What to do → A complete answer retypes each of the records below precisely and includes none of the pictures.

Records from a collection
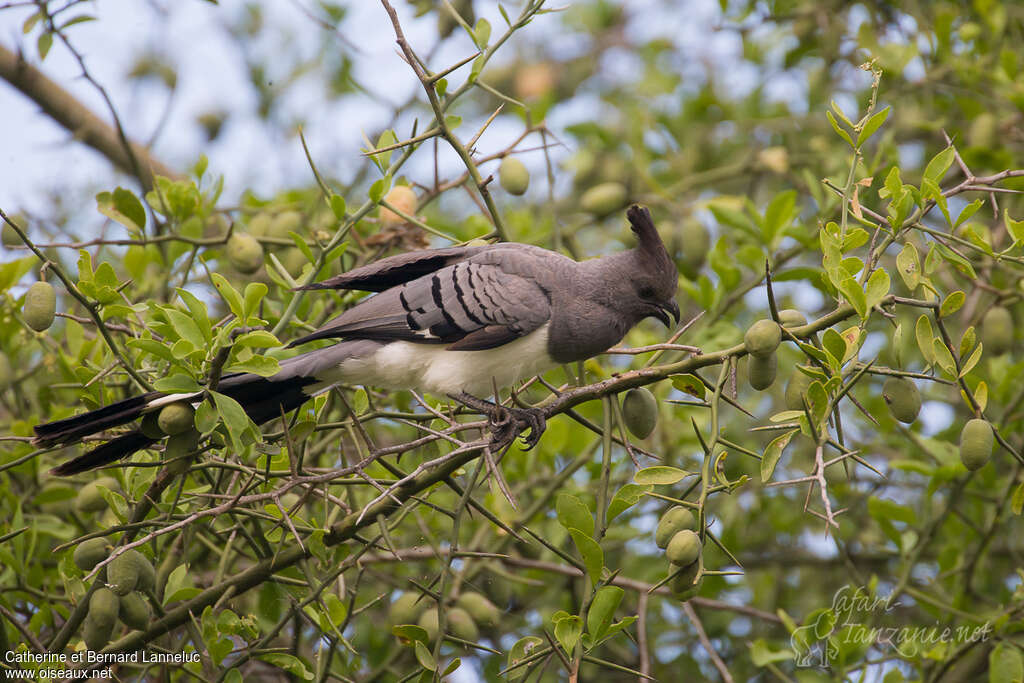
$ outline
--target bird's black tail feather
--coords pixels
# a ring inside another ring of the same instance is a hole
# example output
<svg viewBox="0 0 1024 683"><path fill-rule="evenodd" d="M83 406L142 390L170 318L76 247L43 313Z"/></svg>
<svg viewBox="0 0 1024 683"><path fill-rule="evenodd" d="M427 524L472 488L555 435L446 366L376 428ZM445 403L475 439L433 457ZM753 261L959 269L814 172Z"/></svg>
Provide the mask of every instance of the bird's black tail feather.
<svg viewBox="0 0 1024 683"><path fill-rule="evenodd" d="M238 401L253 422L263 424L305 403L310 394L303 391L304 387L316 382L317 379L314 377L293 376L274 380L258 375L236 373L221 378L217 390ZM164 396L167 394L150 392L111 403L88 413L36 425L34 443L44 447L70 444L111 427L128 424L140 418L152 401ZM152 439L136 429L53 468L50 473L66 477L85 472L126 458L156 442L157 439Z"/></svg>
<svg viewBox="0 0 1024 683"><path fill-rule="evenodd" d="M106 442L98 448L92 449L85 455L80 455L73 460L68 460L66 463L54 467L50 470L50 474L58 477L70 477L72 474L79 474L86 470L109 465L121 458L128 457L135 451L148 448L154 443L156 443L156 439L151 439L138 430L128 432Z"/></svg>
<svg viewBox="0 0 1024 683"><path fill-rule="evenodd" d="M36 437L33 442L39 446L70 443L78 441L83 436L102 432L104 429L120 427L138 419L150 401L163 395L154 391L142 396L132 396L88 413L36 425Z"/></svg>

Answer below →
$ outline
--target bird's black tail feather
--coords pixels
# a ring inside another ring of the same instance is a hole
# example output
<svg viewBox="0 0 1024 683"><path fill-rule="evenodd" d="M83 406L142 390L170 318L76 247L43 313Z"/></svg>
<svg viewBox="0 0 1024 683"><path fill-rule="evenodd" d="M427 524L472 488L555 435L446 366L376 428ZM445 403L475 439L433 457ZM753 261L959 269L814 172Z"/></svg>
Provide the mask of every instance of the bird's black tail feather.
<svg viewBox="0 0 1024 683"><path fill-rule="evenodd" d="M238 401L253 422L263 424L305 403L310 394L303 391L304 387L316 382L317 379L314 377L293 376L274 380L258 375L236 373L221 378L217 390ZM164 396L167 394L150 392L111 403L88 413L36 425L34 443L44 447L70 444L111 427L128 424L140 418L152 401ZM152 439L136 429L53 468L50 473L66 477L85 472L126 458L156 442L157 439Z"/></svg>
<svg viewBox="0 0 1024 683"><path fill-rule="evenodd" d="M106 442L98 448L92 449L85 455L80 455L73 460L68 460L66 463L54 467L50 470L50 474L58 477L70 477L72 474L79 474L86 470L109 465L121 458L128 457L135 451L148 448L154 443L156 443L156 439L151 439L138 430L128 432Z"/></svg>
<svg viewBox="0 0 1024 683"><path fill-rule="evenodd" d="M36 437L33 442L39 446L70 443L78 441L83 436L102 432L104 429L120 427L138 419L150 401L163 395L154 391L142 396L132 396L88 413L36 425Z"/></svg>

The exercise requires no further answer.